March 9, 2022

Harriet Tubman Day Celebration Brings Legendary Abolitionists’ Relatives to BSU

Harriet Tubman Day Celebration Brings Legendary Abolitionists’ Relatives to BSU

 

MEDIA CONTACT: David Thompson, dlthompson@bowiestate.edu, 301-860-4311

(BOWIE, Md.) – Born as a slave and transformed into an abolitionist, Harriet Tubman cared about freedom and family and protected them at great personal risk, making herself an historic legend in the process. Her descendants hope to encourage Bowie State students to do the same by learning and educating others about Tubman’s brave and history-making endeavors during the Harriet Tubman Day Celebration at the University.

The free event sponsored by Miss Sophomore, Trinity Cephas, will be held Thursday, March 10, 6 – 7:30 p.m. in Student Center ballrooms B and C. Several descendants of Tubman, including a fourth-generation niece, Tonet Cuffee and a fourth-generation nephew, Anthony Ross, will share stories of their family history in a panel discussion open to questions from attendees. Those unable to attend the event in person may join an Instagram live stream by tuning in to @bowiestate24.

The event is the brainchild of Cephas. who originally hoped to have a month of weekly Women’s History Month activities, calling them Black Her Story as a nod to her being enrolled at an HBCU. But academic life for the social work major got busy, so she picked one woman, Harriet Tubman, to celebrate her life in the first HBCU in Maryland, where Tubman was born.

--- CHALLENGE 1 ---
Transcribe the Tubman Day announcement word for word, between "March 9, 2022" and "at the University.", inclusive.
--- CHALLENGE 2 ---
According to the Tubman Day announcement, in which rooms will the celebration take place?

--- DATA ---
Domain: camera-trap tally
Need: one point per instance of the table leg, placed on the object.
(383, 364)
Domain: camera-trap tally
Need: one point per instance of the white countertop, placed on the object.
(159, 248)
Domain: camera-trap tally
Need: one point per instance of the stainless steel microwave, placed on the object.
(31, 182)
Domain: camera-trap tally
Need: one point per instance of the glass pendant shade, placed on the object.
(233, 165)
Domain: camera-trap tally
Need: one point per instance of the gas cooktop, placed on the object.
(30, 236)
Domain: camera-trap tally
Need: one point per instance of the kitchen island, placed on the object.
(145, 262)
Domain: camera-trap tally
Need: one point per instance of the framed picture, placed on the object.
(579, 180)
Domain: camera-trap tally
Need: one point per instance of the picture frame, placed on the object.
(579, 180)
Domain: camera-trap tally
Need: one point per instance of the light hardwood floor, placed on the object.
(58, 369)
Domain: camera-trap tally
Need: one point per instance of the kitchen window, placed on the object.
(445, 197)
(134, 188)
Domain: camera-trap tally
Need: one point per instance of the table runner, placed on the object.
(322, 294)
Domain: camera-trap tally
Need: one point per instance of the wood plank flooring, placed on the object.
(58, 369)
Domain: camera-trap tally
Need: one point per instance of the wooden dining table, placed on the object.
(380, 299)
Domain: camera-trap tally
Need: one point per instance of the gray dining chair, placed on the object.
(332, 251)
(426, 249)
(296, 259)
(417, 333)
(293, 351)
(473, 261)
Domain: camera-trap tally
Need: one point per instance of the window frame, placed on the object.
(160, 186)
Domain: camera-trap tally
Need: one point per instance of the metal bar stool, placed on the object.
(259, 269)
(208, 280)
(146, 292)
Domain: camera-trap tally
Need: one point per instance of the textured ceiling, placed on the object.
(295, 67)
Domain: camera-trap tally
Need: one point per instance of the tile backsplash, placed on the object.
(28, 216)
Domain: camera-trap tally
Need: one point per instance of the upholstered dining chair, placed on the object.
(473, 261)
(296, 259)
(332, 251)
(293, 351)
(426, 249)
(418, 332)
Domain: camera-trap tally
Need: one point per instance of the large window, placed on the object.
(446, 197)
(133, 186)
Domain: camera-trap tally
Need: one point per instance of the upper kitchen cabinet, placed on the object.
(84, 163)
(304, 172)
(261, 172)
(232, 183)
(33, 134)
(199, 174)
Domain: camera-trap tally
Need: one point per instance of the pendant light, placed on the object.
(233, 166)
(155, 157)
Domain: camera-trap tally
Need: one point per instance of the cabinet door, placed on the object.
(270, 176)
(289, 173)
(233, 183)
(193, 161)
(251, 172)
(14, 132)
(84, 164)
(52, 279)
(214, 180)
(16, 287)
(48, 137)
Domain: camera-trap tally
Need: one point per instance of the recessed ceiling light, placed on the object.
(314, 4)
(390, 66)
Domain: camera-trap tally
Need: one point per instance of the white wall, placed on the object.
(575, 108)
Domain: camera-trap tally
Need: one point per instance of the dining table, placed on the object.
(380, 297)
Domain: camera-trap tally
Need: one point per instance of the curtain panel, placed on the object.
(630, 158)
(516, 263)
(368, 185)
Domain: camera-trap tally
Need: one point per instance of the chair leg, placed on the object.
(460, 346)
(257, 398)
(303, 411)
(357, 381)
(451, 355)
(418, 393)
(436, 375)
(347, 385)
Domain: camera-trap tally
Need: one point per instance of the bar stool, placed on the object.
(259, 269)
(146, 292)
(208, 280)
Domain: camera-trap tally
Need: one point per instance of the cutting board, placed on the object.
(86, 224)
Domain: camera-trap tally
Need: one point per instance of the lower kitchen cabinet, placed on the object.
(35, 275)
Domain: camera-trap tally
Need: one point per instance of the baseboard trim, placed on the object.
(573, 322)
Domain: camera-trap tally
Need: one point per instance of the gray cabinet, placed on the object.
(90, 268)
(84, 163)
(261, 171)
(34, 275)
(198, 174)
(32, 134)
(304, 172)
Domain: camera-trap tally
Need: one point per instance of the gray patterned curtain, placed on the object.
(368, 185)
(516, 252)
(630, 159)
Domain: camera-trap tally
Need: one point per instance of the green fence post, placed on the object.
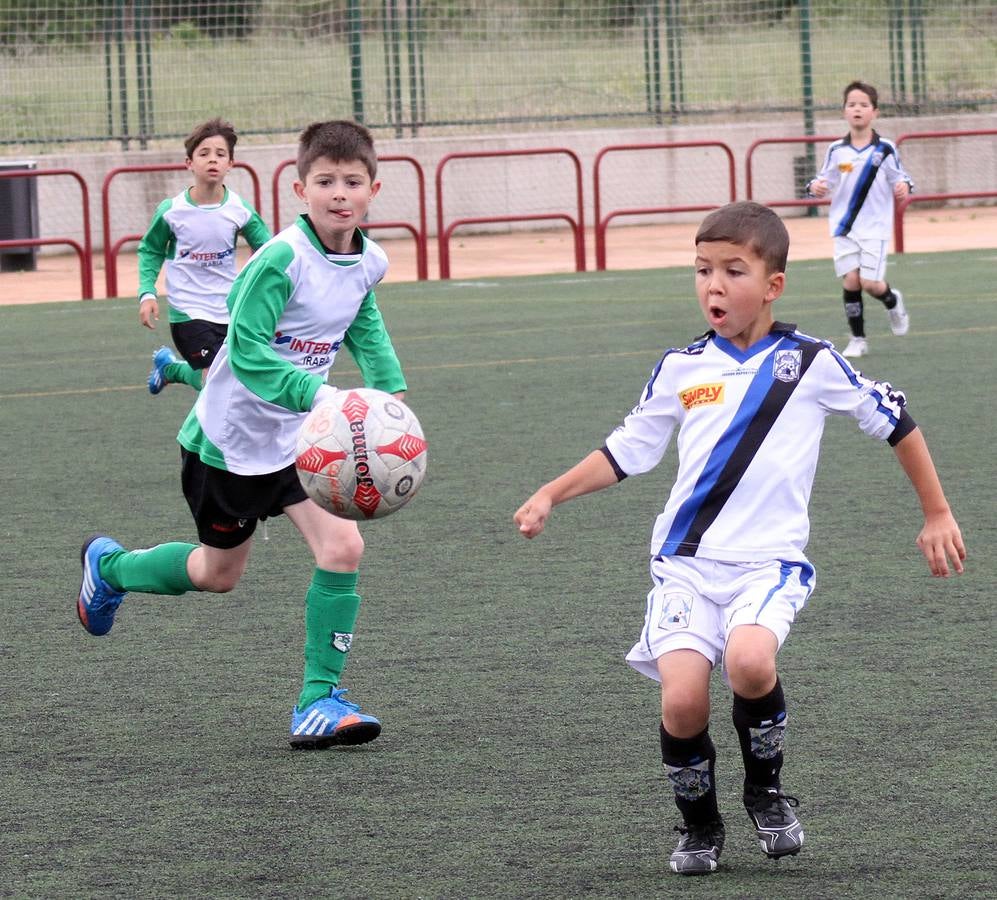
(356, 60)
(806, 70)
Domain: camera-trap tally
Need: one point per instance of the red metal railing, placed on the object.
(901, 209)
(577, 222)
(111, 251)
(84, 251)
(418, 231)
(601, 222)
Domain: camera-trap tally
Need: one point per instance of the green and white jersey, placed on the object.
(293, 306)
(197, 243)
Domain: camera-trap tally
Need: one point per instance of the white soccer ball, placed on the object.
(361, 454)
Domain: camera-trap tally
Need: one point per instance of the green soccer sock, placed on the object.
(184, 373)
(331, 608)
(158, 570)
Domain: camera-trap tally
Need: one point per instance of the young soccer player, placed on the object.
(195, 234)
(863, 174)
(729, 574)
(306, 293)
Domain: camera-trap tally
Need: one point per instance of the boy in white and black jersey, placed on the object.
(315, 282)
(863, 175)
(194, 234)
(749, 400)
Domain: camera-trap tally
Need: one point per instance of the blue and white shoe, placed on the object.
(331, 721)
(98, 601)
(157, 377)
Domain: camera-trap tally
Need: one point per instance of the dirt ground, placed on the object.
(540, 252)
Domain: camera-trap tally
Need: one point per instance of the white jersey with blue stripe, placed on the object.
(861, 182)
(749, 429)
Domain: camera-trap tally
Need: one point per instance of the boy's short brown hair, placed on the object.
(750, 225)
(339, 140)
(211, 128)
(866, 89)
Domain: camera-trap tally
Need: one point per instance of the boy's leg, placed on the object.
(689, 758)
(321, 717)
(759, 714)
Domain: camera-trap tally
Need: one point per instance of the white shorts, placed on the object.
(696, 603)
(868, 256)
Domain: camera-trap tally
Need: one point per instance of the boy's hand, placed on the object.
(819, 187)
(532, 515)
(941, 540)
(148, 312)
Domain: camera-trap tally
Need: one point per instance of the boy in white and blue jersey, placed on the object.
(748, 401)
(863, 175)
(194, 234)
(306, 293)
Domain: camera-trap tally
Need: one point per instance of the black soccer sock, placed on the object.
(761, 726)
(889, 299)
(689, 766)
(853, 312)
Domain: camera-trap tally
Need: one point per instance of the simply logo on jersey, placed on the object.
(702, 395)
(786, 364)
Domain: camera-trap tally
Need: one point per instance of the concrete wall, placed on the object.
(537, 185)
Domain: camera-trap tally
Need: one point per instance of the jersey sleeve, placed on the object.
(877, 406)
(157, 243)
(255, 230)
(639, 442)
(368, 341)
(258, 299)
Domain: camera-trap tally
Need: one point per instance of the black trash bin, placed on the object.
(18, 217)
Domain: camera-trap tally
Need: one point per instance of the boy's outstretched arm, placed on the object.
(940, 539)
(592, 474)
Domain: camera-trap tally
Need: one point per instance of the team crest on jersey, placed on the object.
(702, 395)
(786, 365)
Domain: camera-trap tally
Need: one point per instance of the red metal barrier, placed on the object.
(577, 223)
(898, 219)
(418, 232)
(111, 250)
(601, 223)
(84, 252)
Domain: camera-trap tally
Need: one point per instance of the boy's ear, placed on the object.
(776, 285)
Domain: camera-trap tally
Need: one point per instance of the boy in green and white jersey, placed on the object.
(195, 234)
(302, 296)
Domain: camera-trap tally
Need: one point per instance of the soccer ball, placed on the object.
(361, 454)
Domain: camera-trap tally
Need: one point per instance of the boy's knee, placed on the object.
(342, 555)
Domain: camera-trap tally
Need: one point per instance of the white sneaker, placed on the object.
(899, 320)
(856, 347)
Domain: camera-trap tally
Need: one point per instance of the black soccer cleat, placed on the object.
(771, 812)
(698, 849)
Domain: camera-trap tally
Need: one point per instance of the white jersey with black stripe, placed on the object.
(861, 182)
(749, 429)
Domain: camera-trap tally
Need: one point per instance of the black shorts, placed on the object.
(226, 506)
(198, 341)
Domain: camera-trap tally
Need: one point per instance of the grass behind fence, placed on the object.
(519, 755)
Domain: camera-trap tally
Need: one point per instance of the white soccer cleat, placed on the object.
(899, 320)
(856, 347)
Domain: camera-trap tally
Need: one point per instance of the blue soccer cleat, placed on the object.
(157, 377)
(330, 722)
(98, 601)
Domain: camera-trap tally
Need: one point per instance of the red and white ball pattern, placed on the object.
(361, 454)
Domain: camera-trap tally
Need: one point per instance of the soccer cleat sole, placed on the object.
(349, 735)
(81, 612)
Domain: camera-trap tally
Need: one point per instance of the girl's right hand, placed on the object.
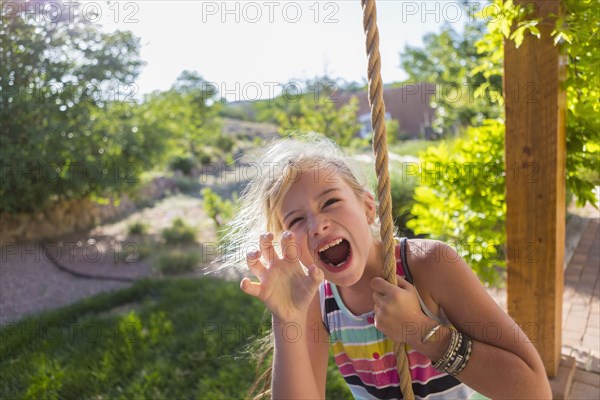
(283, 286)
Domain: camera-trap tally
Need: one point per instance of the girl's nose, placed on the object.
(317, 225)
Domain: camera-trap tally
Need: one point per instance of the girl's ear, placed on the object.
(370, 208)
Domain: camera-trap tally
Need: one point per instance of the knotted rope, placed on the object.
(383, 177)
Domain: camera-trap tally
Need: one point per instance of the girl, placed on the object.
(324, 285)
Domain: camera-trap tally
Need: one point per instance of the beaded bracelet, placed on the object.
(457, 355)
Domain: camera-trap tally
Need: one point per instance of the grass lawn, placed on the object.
(172, 338)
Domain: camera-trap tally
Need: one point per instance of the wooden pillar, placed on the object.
(535, 185)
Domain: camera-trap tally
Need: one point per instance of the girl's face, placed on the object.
(330, 223)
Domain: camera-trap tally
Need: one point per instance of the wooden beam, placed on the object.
(535, 184)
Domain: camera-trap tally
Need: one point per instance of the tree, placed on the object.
(447, 60)
(187, 113)
(57, 77)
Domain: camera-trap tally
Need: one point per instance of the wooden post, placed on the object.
(535, 185)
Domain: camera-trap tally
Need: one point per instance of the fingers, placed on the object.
(289, 248)
(266, 247)
(315, 274)
(251, 288)
(254, 263)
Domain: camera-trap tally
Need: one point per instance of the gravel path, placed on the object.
(31, 282)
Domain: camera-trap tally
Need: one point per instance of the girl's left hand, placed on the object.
(398, 313)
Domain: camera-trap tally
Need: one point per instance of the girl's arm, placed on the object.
(300, 358)
(301, 345)
(503, 363)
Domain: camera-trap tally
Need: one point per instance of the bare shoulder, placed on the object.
(429, 255)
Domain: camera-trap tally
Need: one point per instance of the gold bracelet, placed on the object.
(430, 333)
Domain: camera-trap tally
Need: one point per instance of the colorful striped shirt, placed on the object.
(366, 360)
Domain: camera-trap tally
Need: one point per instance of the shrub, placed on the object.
(460, 197)
(179, 233)
(177, 261)
(185, 164)
(402, 190)
(217, 208)
(137, 228)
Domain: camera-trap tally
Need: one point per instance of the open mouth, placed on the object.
(335, 254)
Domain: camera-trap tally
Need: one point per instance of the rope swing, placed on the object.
(381, 169)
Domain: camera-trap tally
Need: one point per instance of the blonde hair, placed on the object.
(276, 170)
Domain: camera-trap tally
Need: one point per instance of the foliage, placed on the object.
(179, 233)
(323, 116)
(218, 209)
(410, 147)
(449, 60)
(402, 186)
(137, 228)
(460, 198)
(579, 31)
(311, 108)
(471, 215)
(187, 115)
(177, 261)
(59, 76)
(184, 163)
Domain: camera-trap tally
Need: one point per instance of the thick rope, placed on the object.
(383, 177)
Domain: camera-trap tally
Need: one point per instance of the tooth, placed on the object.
(338, 241)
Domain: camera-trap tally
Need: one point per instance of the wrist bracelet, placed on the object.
(430, 333)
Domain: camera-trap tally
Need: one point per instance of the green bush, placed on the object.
(218, 209)
(224, 143)
(177, 261)
(402, 191)
(179, 233)
(460, 197)
(185, 164)
(186, 184)
(137, 228)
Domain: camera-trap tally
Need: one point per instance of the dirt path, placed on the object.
(36, 277)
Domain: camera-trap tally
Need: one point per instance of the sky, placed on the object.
(252, 49)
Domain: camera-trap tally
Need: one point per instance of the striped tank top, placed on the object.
(365, 357)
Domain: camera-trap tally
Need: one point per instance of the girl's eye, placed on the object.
(330, 202)
(293, 222)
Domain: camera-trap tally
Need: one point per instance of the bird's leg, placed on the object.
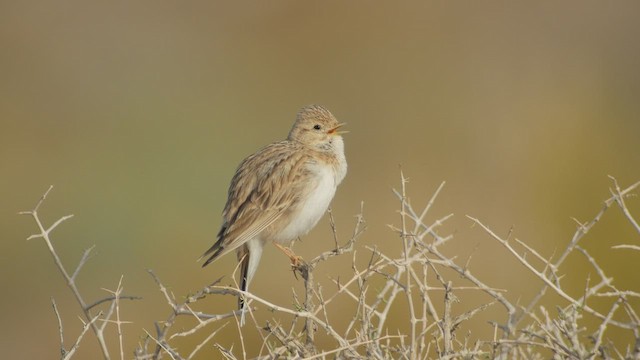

--- FULL SOLUTION 1 ---
March 9, 2022

Harriet Tubman Day Celebration Brings Legendary Abolitionists’ Relatives to BSU

Harriet Tubman Day Celebration Brings Legendary Abolitionists’ Relatives to BSU

 

MEDIA CONTACT: David Thompson, dlthompson@bowiestate.edu, 301-860-4311

(BOWIE, Md.) – Born as a slave and transformed into an abolitionist, Harriet Tubman cared about freedom and family and protected them at great personal risk, making herself an historic legend in the process. Her descendants hope to encourage Bowie State students to do the same by learning and educating others about Tubman’s brave and history-making endeavors during the Harriet Tubman Day Celebration at the University.

--- FULL SOLUTION 2 ---
Student Center ballrooms B and C